» **BRIEF A**: Edit the article on Canada's climate commitments: rewrite everything from "Photo credit: Beth" down to "hits the road.", changing "Paris Agreement" to "Paris climate accord".
» **BRIEF B**: Pick up the article on Canada's post-Paris climate town hall and carry it on past its final sentence.

START SOURCE TEXT

Photo credit: Beth Scupham. Source: flickr.com

Last month, Canada officially committed to slashing its carbon emissions to 30 per cent below 2005 levels by 2030 as part of the landmark Paris Agreement. Now, the rubber hits the road.

Four panelists tackled the question of making Canada’s climate commitments a reality at an event held by Liberal MP Joyce Murray in her Vancouver riding April 30.

The town hall was one of several held around the country on implementing Canada’s post-Paris climate policy. The panelists included UBC political scientist and forestry professor George Hoberg, Clean Energy Canada’s Jeremy Moorhouse, former head of the BC Climate Action Secretariat Graham Whitmarsh and UBC forestry professor Sally Aitken.

Aitken said the town hall, attended by around 100 people, underscored the “atmosphere of optimism” since Canada signed the Paris Agreement April 22.

“Of course new technologies are going to make some of these things (climate goals) achievable faster,” Aitken said in an interview with Clean Capital. “But even with today’s technology, there’s so much we can do.”

Aitken, who is director of UBC’s Centre for Forest Conservation Genetics, served on the science committee of the Sustainable Canada Dialogues, which produced a report late last year with ten recommendations on quickly reducing Canada’s carbon output.

The recommendations include adopting a national carbon tax or cap and trade program, eliminating direct and indirect subsidies to the fossil fuel industry, integrating Canada’s electricity grid to allow for power sales from hydroelectric-rich provinces, “safeguarding” biodiversity and overhauling local planning with sustainability in mind.

END SOURCE TEXT
START STORED DATA

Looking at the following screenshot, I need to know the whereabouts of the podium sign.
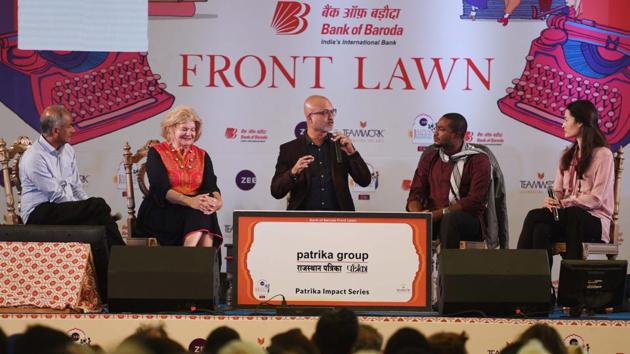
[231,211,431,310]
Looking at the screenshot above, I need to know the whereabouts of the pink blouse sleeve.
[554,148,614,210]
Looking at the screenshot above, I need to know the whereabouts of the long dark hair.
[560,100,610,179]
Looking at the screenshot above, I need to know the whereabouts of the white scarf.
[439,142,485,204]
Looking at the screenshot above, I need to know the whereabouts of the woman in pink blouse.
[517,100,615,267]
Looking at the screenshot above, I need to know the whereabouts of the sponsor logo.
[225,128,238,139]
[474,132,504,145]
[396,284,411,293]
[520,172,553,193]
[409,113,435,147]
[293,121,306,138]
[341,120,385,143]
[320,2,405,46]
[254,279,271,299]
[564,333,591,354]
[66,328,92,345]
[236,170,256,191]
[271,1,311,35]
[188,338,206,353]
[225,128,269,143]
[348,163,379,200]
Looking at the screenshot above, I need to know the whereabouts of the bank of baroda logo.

END STORED DATA
START STORED DATA

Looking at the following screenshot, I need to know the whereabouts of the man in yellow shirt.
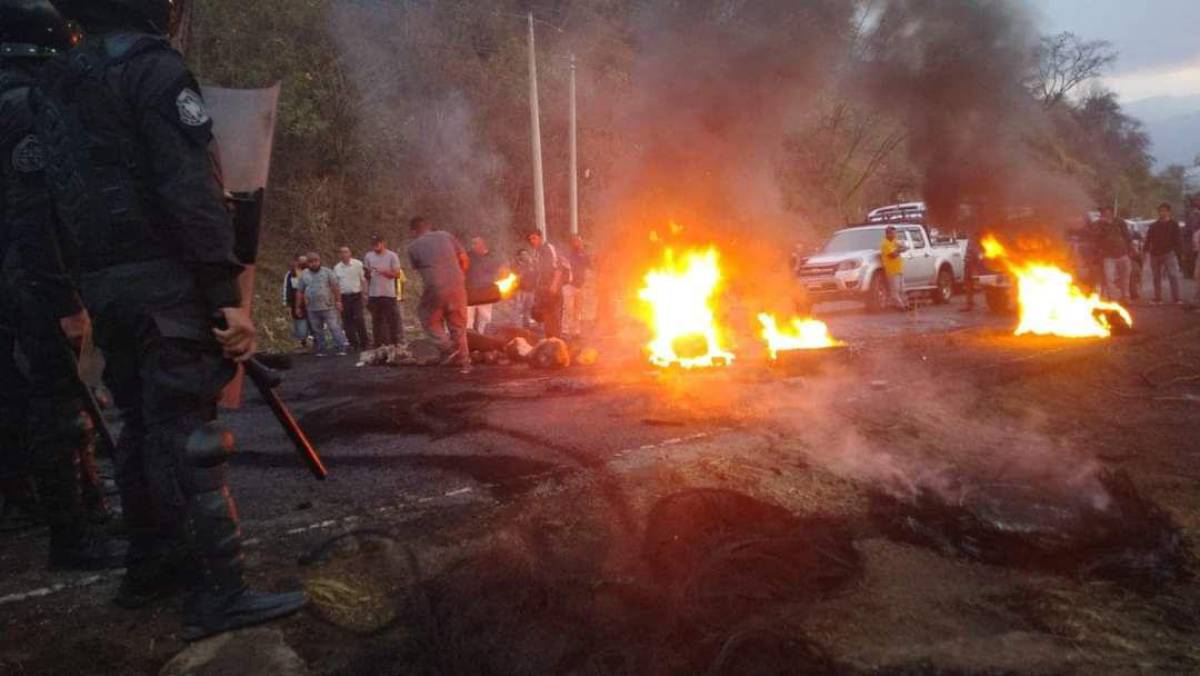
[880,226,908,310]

END STORED DATA

» **ANSWER AREA A**:
Photo credit: Beth Scupham. Source: flickr.com

Last month, Canada officially committed to slashing its carbon emissions to 30 per cent below 2005 levels by 2030 as part of the landmark Paris climate accord. Now, the rubber hits the road.

» **ANSWER AREA B**:
“There are a whole bunch of things we can do now, which was the whole point of the Sustainable Canada Dialogues,” she said. “What we need is policy. We need policy with teeth to get moving towards these solutions that are available to us.”

Hoberg agreed that carbon pricing will be a key mechanism in driving the shift from fossil fuels.

“The political challenge with carbon pricing is that politicians might balk at the level of prices necessary to get the reductions we need,” he said in an email, adding truly effective carbon taxes will have to be “in the hundreds of dollars.”

“Emissions can also be controlled by regulations, for example banning the use of coal for electricity generation, or requiring that all new building are net zero energy users,” Hoberg said. “Regulations can be very effective. They won’t be as cost-effective, but if they are more politically palatable it might be worth sacrificing some efficiency to get the job done.”

He said public events like the one held April 30 are key in pushing politicians to follow through with climate commitments.

“Politicians won’t act unless they believe that citizens will either support or at least tolerate the changes required to transform to clean energy,” he said. “Getting citizens involved in learning about the energy system and designing solutions to the clean energy transition would likely increase public support for the transition. That would be an important signal to politicians.”